> Items from a data source
● ● ● ●
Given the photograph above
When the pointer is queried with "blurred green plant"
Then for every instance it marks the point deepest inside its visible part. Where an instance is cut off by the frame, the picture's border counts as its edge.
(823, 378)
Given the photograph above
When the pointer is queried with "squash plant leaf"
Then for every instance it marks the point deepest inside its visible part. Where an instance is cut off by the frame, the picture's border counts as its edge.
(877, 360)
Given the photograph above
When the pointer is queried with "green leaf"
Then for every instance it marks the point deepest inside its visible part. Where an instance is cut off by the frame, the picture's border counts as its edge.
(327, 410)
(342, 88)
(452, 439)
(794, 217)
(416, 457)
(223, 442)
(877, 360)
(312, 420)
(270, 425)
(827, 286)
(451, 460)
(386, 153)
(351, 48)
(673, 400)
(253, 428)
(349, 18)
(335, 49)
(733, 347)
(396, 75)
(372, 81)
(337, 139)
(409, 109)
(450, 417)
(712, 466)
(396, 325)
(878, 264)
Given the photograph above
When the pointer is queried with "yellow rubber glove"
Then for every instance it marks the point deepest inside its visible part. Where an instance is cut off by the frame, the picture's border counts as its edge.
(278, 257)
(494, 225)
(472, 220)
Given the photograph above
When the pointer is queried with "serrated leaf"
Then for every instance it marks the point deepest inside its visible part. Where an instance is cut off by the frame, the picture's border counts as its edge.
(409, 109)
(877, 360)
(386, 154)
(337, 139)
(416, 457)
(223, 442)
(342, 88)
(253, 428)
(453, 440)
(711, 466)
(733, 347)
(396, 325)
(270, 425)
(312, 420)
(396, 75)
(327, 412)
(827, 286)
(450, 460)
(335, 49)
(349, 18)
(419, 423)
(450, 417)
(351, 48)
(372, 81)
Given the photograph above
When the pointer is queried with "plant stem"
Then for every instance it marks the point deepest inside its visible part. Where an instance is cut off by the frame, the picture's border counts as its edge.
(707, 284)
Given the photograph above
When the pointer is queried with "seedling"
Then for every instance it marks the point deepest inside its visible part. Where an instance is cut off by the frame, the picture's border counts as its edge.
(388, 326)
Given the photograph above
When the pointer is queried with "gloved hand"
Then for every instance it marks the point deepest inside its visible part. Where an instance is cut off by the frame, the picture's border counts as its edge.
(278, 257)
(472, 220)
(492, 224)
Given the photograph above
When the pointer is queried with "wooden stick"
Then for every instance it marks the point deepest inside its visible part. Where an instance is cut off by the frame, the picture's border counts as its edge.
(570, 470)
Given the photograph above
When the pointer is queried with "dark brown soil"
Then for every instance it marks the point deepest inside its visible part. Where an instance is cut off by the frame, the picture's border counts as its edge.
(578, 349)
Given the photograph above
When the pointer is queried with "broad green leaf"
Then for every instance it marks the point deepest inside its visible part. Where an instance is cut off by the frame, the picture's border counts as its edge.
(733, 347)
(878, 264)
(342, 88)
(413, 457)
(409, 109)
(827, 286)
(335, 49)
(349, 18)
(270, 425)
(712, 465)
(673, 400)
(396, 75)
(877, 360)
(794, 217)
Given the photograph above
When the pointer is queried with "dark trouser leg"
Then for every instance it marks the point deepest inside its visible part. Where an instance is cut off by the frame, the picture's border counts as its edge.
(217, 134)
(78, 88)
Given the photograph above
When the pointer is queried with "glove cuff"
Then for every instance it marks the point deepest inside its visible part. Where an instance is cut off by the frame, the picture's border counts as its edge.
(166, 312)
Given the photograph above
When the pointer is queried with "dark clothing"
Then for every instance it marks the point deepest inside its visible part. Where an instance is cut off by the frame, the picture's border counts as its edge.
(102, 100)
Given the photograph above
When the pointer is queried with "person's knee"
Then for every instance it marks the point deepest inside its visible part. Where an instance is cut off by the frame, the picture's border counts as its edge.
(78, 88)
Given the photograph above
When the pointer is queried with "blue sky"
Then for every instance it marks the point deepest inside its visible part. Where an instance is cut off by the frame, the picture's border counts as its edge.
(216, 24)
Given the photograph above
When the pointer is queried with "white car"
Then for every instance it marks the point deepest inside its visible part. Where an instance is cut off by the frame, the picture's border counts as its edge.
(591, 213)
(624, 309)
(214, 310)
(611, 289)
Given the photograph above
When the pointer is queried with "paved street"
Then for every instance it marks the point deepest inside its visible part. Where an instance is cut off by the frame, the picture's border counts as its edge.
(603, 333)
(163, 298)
● ● ● ●
> WHAT TO PRODUCE
Each entry above has to be duplicated exactly as it stands.

> ANSWER BOX
Given the photograph above
When the pointer is queried with "blurred green plant"
Then for every instance it marks the point deepest inside its visible part. Where an instance is cut off by the frame, the picture's border counts as its edge.
(823, 378)
Given the photograph above
When the pointer is queried with "squash plant leaf"
Then for every instance it marks the point deepest inside its visible part. Where an instance is cut off by the frame, the picture's border counts as its edge.
(877, 360)
Given the photograph above
When the pointer is queried with "green leaf"
Then for every instance it marks the point deepest inside its visible part. Where an instance is cut off by the frame, the picture's border counts as its edge.
(327, 410)
(342, 88)
(452, 439)
(794, 217)
(416, 457)
(223, 442)
(877, 360)
(312, 420)
(270, 425)
(827, 286)
(451, 460)
(386, 153)
(351, 48)
(673, 400)
(253, 428)
(349, 18)
(335, 49)
(733, 347)
(396, 75)
(372, 81)
(337, 139)
(409, 109)
(450, 417)
(712, 466)
(396, 325)
(878, 264)
Given the photograph above
When the pointer is queried with "yellow rubber glove"
Then for every instance it marks the point deepest inside its visible part. Where an instance is cut off by the frame, the picture's border counts as its edge.
(278, 257)
(494, 225)
(472, 220)
Given the photograph above
When the pointer is queried with "serrated leaf"
Then for every instance it marks the point deepest inside its visible part. Where an instance is cut off by the frame, the picture's border counts as its edge.
(409, 109)
(877, 360)
(386, 154)
(337, 139)
(416, 457)
(223, 442)
(342, 88)
(253, 428)
(453, 440)
(711, 466)
(733, 347)
(396, 325)
(270, 425)
(312, 420)
(396, 75)
(327, 412)
(827, 286)
(450, 460)
(335, 49)
(349, 18)
(419, 423)
(450, 417)
(351, 48)
(372, 81)
Given the photograph above
When the pointer is queried with "plant stem"
Then for every instance it marks the point deepest inside its visible part. Where an instance is cut off by the frame, the picture's border counts as its edge.
(707, 284)
Given the photograph above
When the pointer is queried with "seedling"
Then for every instance it marks the point deepest inside its visible part. Where an instance is cut off by the frame, the picture's border counts as its edge.
(388, 326)
Given the photograph above
When the pointer is queried with "gloved hand"
Then for every instance it marks the point deepest inside its visible part. Where an instance is cut off by the frame, the picture's border counts as its edge.
(278, 257)
(472, 220)
(492, 224)
Given the photograph above
When the pointer is queried with "wooden stick"
Then for every instance it marks the point deepest inside its visible part. Where an instance is cut off by the frame, the picture's border counts as its edge.
(570, 470)
Given the photograph above
When the pointer is queried with "dark brown soil"
Then for every instance it marks the point deepest inside its visible part. Where an instance is cut off by the frame, the picture's border counts as its edge.
(578, 349)
Given the photograph above
When the pointer is queried with "broad green leaf"
Then for every instance it marks the point deepest inside its visible part. Where an instance is cut off by the frame, the picture's border counts as its edge.
(733, 347)
(878, 264)
(342, 88)
(413, 457)
(409, 109)
(827, 286)
(335, 49)
(349, 18)
(270, 425)
(712, 465)
(673, 400)
(396, 75)
(877, 360)
(794, 217)
Given the photograph above
When the pointer is queried with "dark trouser leg"
Then for every instance it marks the point deepest inside its visible part. Where an instance is cut off by the frame, the picture's border counts as its edge.
(217, 134)
(78, 88)
Given the photograph above
When the pointer is queried with "glove cuff"
Then for every instance it marks the point deepest inside its visible part. Where an instance is cut off by the frame, the picture's border counts as its edge.
(166, 312)
Given the photograph above
When the pointer is queried with "dark clothing"
Then for every instance it marks the point deepest inside its visible part. Where an instance is cut off by the frame, the picture's border counts as its edge.
(102, 100)
Given the photograph above
When the pointer is queried with "person's knee"
Then for every instance it marks the point deepest inside its visible part. Where an instance is cut off by the frame, the picture's border counts as its edge.
(78, 88)
Given the photograph above
When the pointer is queried with "blue sky"
Then for every instance it marks the point deepest inside its visible part. Where an instance is cut off by the frame, the picture's border counts as its edge.
(216, 24)
Given the photograph above
When the pointer is queried with "white car"
Then for every instance it marks the point deepest inside its visible part. Where an instance is cut off by the frame, the picture's border counts as its edge.
(591, 213)
(624, 309)
(214, 310)
(611, 289)
Given the photograph above
When the pointer is queried with "paved street"
Then for every instance it marks the point deepest inside its visible part. Where an instance is cut off by the frame, the picture's border counts as its edge.
(603, 333)
(163, 298)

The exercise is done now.